----- MATERIAL SHOWN -----

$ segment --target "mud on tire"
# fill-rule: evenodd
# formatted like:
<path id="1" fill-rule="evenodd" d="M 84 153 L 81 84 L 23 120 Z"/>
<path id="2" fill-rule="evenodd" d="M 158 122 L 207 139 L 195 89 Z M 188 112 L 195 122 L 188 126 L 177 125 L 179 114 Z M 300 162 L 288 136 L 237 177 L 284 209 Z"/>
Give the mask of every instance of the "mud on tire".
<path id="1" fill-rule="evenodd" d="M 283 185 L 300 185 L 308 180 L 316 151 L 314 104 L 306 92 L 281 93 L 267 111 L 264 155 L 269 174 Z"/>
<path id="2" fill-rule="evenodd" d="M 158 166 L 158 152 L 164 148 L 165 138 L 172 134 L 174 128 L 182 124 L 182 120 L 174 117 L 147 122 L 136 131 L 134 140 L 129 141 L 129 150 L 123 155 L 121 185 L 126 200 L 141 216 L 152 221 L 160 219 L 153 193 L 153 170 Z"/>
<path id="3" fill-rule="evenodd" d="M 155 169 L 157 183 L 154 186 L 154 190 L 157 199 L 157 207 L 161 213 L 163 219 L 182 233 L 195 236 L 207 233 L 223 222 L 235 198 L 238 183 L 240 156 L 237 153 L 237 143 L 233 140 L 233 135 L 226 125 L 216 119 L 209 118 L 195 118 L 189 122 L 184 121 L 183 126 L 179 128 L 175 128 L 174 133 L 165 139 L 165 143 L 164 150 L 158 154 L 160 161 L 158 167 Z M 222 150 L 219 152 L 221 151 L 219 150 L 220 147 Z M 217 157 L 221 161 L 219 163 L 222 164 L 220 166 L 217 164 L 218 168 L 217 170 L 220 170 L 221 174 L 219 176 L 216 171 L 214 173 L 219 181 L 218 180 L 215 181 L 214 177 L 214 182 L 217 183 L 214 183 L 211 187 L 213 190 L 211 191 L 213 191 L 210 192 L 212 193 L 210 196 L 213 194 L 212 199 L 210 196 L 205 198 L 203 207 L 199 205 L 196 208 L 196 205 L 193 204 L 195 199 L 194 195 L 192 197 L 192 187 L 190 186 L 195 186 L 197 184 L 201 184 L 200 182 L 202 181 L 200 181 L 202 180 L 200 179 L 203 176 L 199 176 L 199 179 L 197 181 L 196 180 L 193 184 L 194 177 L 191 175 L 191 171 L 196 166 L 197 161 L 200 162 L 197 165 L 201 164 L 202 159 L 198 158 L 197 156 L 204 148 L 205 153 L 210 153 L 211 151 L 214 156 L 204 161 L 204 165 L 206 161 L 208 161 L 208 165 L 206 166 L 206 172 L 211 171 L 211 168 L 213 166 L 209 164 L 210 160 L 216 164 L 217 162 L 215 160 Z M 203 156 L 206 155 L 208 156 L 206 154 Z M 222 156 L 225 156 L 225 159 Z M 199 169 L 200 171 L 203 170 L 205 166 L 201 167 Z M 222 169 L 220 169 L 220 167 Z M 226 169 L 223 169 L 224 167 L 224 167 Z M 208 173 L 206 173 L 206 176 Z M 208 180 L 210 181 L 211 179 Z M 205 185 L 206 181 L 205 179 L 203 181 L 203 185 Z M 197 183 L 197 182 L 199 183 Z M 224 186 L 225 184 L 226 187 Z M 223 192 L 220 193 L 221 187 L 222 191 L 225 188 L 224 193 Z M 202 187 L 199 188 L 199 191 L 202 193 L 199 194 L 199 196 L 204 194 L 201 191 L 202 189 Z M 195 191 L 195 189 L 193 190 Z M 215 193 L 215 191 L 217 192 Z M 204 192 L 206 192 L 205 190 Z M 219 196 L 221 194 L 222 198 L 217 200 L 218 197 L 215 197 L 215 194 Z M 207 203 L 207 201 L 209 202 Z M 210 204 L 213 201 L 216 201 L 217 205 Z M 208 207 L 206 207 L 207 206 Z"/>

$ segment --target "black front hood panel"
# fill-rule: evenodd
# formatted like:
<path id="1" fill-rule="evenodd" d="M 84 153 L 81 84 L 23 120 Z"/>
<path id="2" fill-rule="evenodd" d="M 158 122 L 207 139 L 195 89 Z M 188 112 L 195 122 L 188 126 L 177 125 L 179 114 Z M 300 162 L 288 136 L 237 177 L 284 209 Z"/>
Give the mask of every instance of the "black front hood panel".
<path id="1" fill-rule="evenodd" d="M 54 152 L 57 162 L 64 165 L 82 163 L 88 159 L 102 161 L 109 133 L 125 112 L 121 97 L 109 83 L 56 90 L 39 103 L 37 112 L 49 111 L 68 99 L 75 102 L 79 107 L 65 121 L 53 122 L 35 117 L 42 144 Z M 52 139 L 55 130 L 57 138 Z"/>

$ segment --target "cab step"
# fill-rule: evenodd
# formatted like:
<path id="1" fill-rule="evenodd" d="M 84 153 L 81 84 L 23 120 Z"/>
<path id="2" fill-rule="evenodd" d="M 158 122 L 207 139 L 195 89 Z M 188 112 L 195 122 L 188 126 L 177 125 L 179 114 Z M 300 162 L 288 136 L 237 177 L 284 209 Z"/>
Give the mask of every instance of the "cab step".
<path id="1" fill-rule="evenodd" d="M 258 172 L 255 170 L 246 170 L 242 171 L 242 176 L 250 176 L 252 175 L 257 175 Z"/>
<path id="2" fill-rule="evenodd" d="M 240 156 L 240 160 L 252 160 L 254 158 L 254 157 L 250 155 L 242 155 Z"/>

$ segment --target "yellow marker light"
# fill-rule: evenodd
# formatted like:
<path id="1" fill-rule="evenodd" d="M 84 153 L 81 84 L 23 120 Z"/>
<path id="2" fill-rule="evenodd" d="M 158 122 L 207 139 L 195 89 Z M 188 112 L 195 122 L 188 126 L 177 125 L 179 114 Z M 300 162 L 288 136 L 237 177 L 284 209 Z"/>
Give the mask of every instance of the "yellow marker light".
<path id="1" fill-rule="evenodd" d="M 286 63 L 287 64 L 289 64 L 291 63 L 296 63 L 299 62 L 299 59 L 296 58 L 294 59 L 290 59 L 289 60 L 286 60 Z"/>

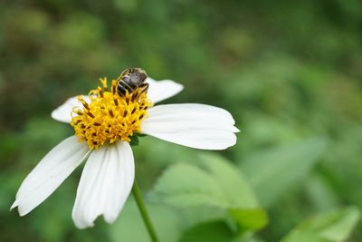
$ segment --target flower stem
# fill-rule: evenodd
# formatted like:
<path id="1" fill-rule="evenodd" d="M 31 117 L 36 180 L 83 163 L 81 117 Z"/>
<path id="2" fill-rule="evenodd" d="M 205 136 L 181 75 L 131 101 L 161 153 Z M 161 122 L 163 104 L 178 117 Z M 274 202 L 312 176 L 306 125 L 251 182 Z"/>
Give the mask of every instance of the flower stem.
<path id="1" fill-rule="evenodd" d="M 152 239 L 152 242 L 158 242 L 159 240 L 156 234 L 155 228 L 152 225 L 151 219 L 149 218 L 149 215 L 146 208 L 145 202 L 142 199 L 141 191 L 140 191 L 139 187 L 137 184 L 136 180 L 133 183 L 132 193 L 136 198 L 137 206 L 138 207 L 139 212 L 142 215 L 143 222 L 146 225 L 146 227 L 148 231 L 149 237 Z"/>

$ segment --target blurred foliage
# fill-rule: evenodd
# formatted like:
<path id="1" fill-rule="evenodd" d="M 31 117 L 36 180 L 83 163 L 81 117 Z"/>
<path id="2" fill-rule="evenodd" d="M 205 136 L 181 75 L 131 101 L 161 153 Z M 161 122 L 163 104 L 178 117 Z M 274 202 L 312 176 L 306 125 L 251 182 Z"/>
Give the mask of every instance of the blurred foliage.
<path id="1" fill-rule="evenodd" d="M 9 212 L 26 174 L 72 133 L 52 110 L 129 66 L 185 85 L 165 102 L 225 108 L 242 131 L 224 158 L 139 139 L 137 177 L 162 241 L 361 241 L 361 26 L 357 0 L 1 1 L 0 241 L 148 241 L 131 198 L 114 225 L 74 227 L 81 169 L 29 215 Z M 185 169 L 195 176 L 157 196 Z M 214 197 L 165 198 L 185 186 L 237 198 L 218 208 Z M 235 224 L 251 218 L 233 216 L 231 201 L 257 206 L 269 224 Z"/>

-----

EXERCISE TASK: Return, verbatim, the lines of the material between the line holding "--target flower stem" and the line holding "Give the mask of every instance of the flower", inclusive.

ANSWER:
$ segment --target flower stem
# fill-rule: evenodd
# formatted like:
<path id="1" fill-rule="evenodd" d="M 31 117 L 36 180 L 83 163 L 81 117 Z"/>
<path id="2" fill-rule="evenodd" d="M 205 136 L 181 75 L 131 101 L 161 153 Z M 161 122 L 163 104 L 178 117 Z M 274 202 L 312 176 L 306 125 L 251 182 Z"/>
Give the mask of every instance of the flower stem.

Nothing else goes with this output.